◆ **Requirements**: Could you format every line of the items below as a numbered list, skipping blank lines and leaving the pictures out of your answer?

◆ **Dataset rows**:
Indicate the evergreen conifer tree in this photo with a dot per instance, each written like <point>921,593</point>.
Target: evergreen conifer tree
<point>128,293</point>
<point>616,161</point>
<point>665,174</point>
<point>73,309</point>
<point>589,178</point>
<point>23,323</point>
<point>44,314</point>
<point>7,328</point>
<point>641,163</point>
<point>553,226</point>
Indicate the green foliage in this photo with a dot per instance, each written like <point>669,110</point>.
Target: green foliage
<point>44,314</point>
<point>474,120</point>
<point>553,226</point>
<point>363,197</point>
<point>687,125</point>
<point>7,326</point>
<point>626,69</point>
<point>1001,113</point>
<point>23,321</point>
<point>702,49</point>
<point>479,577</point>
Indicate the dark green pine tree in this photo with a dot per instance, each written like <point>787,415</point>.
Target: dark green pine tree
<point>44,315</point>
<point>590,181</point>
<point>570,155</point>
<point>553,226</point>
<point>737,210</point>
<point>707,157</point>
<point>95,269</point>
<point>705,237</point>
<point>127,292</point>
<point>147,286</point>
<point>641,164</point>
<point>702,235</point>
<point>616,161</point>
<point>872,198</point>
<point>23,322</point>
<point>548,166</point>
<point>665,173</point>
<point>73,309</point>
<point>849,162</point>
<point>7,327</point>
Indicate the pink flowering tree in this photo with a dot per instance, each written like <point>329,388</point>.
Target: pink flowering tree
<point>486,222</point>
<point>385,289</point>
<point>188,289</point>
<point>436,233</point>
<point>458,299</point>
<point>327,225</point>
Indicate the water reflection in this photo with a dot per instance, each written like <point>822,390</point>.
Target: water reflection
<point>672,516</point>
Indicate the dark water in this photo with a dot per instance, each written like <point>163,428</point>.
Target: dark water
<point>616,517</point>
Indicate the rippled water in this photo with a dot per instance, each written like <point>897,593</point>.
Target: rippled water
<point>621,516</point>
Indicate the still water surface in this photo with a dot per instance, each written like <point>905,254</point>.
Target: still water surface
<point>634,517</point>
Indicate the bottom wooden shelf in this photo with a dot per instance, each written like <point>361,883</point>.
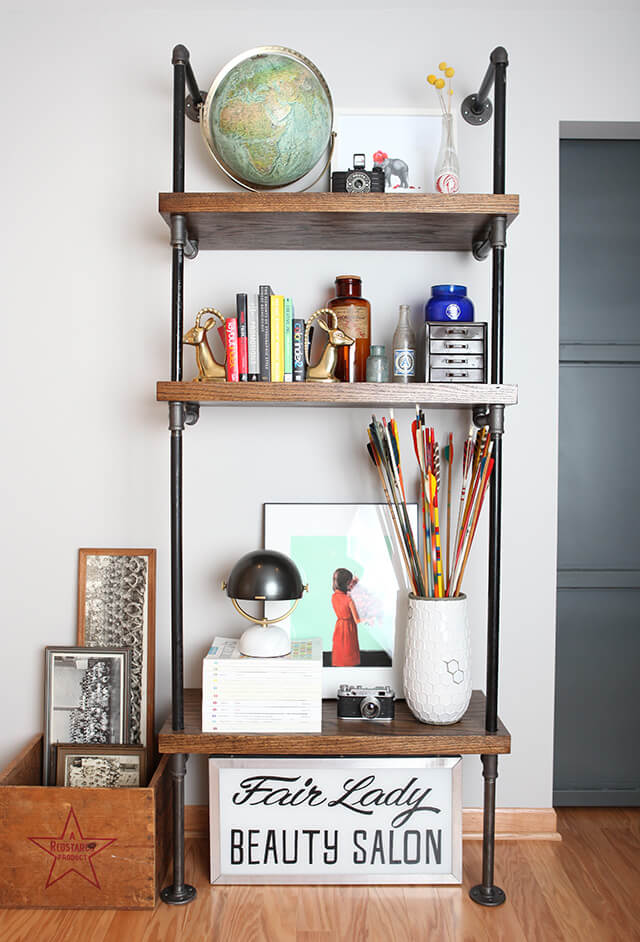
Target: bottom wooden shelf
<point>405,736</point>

◆ **Final answer**:
1. Indicate the evergreen conifer tree in this photo with a dot per instance, each written like <point>921,593</point>.
2. Target: evergreen conifer tree
3. <point>128,293</point>
4. <point>616,161</point>
5. <point>665,174</point>
6. <point>73,309</point>
7. <point>589,178</point>
8. <point>23,323</point>
9. <point>44,314</point>
10. <point>7,328</point>
11. <point>641,163</point>
12. <point>553,226</point>
13. Indicate the green foliage in this photo with a dot per instance, each written like <point>669,110</point>.
14. Target: green foliage
15. <point>44,314</point>
16. <point>474,120</point>
17. <point>553,226</point>
18. <point>363,197</point>
19. <point>687,125</point>
20. <point>7,326</point>
21. <point>626,69</point>
22. <point>1001,113</point>
23. <point>23,321</point>
24. <point>702,49</point>
25. <point>479,577</point>
26. Indicate the dark green pine tree in this photo with a dot per instance, each written like <point>787,415</point>.
27. Target: dark green pine tree
28. <point>44,315</point>
29. <point>590,181</point>
30. <point>570,155</point>
31. <point>553,226</point>
32. <point>737,210</point>
33. <point>707,157</point>
34. <point>95,269</point>
35. <point>705,237</point>
36. <point>127,292</point>
37. <point>147,286</point>
38. <point>641,164</point>
39. <point>702,235</point>
40. <point>616,161</point>
41. <point>872,198</point>
42. <point>23,322</point>
43. <point>548,166</point>
44. <point>665,173</point>
45. <point>73,309</point>
46. <point>849,162</point>
47. <point>7,327</point>
48. Indicate the pink flowering tree in this photo with a dot per instance, each written like <point>329,388</point>.
49. Target: pink flowering tree
50. <point>486,222</point>
51. <point>385,289</point>
52. <point>188,289</point>
53. <point>436,233</point>
54. <point>458,299</point>
55. <point>327,225</point>
56. Indicate the water reflection in this photo with a dot per instance, each written like <point>822,390</point>.
57. Target: water reflection
58. <point>672,516</point>
59. Indicate the dark water in this photo with a dot per instance, each written like <point>163,428</point>.
60. Target: dark water
61. <point>616,517</point>
62. Indicate the rippled water in this photo with a dot per instance, each written like <point>897,593</point>.
63. Target: rippled water
64. <point>621,516</point>
65. Indicate the still water surface in this photo with a dot per instance, each written like <point>905,254</point>.
66. Target: still water surface
67. <point>634,517</point>
68. Indicate the bottom wooden shelf in this photo with a dot per instance, each written like <point>361,883</point>.
69. Target: bottom wooden shelf
70. <point>405,736</point>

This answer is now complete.